#### [Problem to work on]
Everything from the line that holds "Target: barn roof ridge" through the end of the data below should be output exactly, both ends included.

---------------

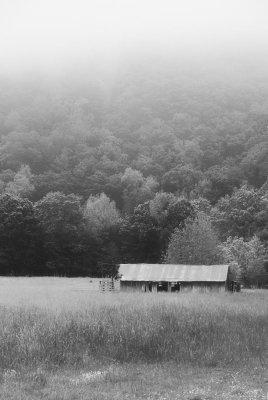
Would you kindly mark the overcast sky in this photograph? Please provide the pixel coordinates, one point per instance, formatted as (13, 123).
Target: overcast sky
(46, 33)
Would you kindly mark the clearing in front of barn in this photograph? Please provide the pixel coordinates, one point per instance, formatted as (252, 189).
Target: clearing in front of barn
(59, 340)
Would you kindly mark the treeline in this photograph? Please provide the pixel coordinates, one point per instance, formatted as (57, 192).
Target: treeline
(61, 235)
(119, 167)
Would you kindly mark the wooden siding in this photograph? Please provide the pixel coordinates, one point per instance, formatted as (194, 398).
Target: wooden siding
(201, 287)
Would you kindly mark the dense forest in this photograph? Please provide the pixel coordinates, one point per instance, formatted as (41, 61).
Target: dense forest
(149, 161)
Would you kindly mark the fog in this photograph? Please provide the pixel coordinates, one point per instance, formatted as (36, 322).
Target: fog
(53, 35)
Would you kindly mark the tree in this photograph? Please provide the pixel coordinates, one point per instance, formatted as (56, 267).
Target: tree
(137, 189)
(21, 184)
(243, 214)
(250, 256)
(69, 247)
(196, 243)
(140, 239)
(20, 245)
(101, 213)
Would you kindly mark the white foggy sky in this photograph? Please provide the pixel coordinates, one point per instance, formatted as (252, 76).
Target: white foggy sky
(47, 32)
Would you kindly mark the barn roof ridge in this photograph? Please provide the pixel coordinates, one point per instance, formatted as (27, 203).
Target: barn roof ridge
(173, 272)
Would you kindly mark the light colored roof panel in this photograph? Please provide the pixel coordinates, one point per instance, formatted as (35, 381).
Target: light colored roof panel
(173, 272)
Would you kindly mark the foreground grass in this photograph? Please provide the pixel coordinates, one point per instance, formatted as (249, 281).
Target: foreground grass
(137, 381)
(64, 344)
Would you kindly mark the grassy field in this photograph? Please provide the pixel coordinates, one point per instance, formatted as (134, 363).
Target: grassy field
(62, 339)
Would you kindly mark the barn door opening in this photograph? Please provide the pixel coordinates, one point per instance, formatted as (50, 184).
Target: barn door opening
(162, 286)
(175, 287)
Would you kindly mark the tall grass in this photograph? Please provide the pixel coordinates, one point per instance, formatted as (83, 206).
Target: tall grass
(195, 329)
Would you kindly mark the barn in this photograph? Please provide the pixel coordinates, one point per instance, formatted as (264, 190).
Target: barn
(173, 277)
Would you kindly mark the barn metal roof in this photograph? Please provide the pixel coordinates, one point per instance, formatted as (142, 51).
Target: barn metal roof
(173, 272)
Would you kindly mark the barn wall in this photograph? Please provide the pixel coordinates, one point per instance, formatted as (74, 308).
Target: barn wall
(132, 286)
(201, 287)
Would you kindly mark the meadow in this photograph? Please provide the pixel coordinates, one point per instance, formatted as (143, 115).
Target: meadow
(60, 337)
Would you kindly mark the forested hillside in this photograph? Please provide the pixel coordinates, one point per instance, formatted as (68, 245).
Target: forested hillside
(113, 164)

---------------

#### [Finished task]
Target: barn roof ridge
(173, 272)
Would you kindly mark the light colored roof panel in this photograph? Please provide the pixel coordinates, one point per instance, formatted as (35, 381).
Target: light colored roof panel
(173, 272)
Would you kindly mark the foreground grass in this photograph? Please provide the pixel coordinates, one point per instance, formatted as (249, 281).
Target: foreground grass
(137, 381)
(64, 344)
Would you kindly mark the grassy field in this photograph? Please provide the pixel coordinates, one point per instance, formatted as (134, 363).
Target: grassy field
(62, 339)
Would you kindly mark the barn door opening in this photograph? Please provide the pixel coordinates, one point per instance, formatted as (50, 184).
Target: barn door opening
(162, 286)
(175, 287)
Would you kindly mark the tall grass in this photograph? Please provide the pixel coordinates, one point per instance, formatted as (83, 206).
Target: tall grass
(195, 329)
Would you kindly mark the barn in this photograph? Please provide the pixel coordinates, one point per instance, formatted as (264, 190).
Target: barn
(173, 277)
Would you kindly mark the barn metal roof in this photograph? Please provide the pixel coordinates, one point per instance, formatted as (142, 51).
Target: barn metal roof
(173, 272)
Would you kindly mark the barn wall in this photograph? Please provide the pixel coordinates, one point per instance, formatted as (74, 308).
Target: barn wall
(132, 286)
(201, 287)
Would you kindly mark the meadow in this photograph? Please provide the pixel coordinates, one point per instance, formatted as (143, 115).
Target: meadow
(60, 337)
Would you kindly mark the forested hillside in this photograph? Please provide the pixel coordinates, one point per instance, formatted as (68, 245).
Target: forested hillside
(113, 164)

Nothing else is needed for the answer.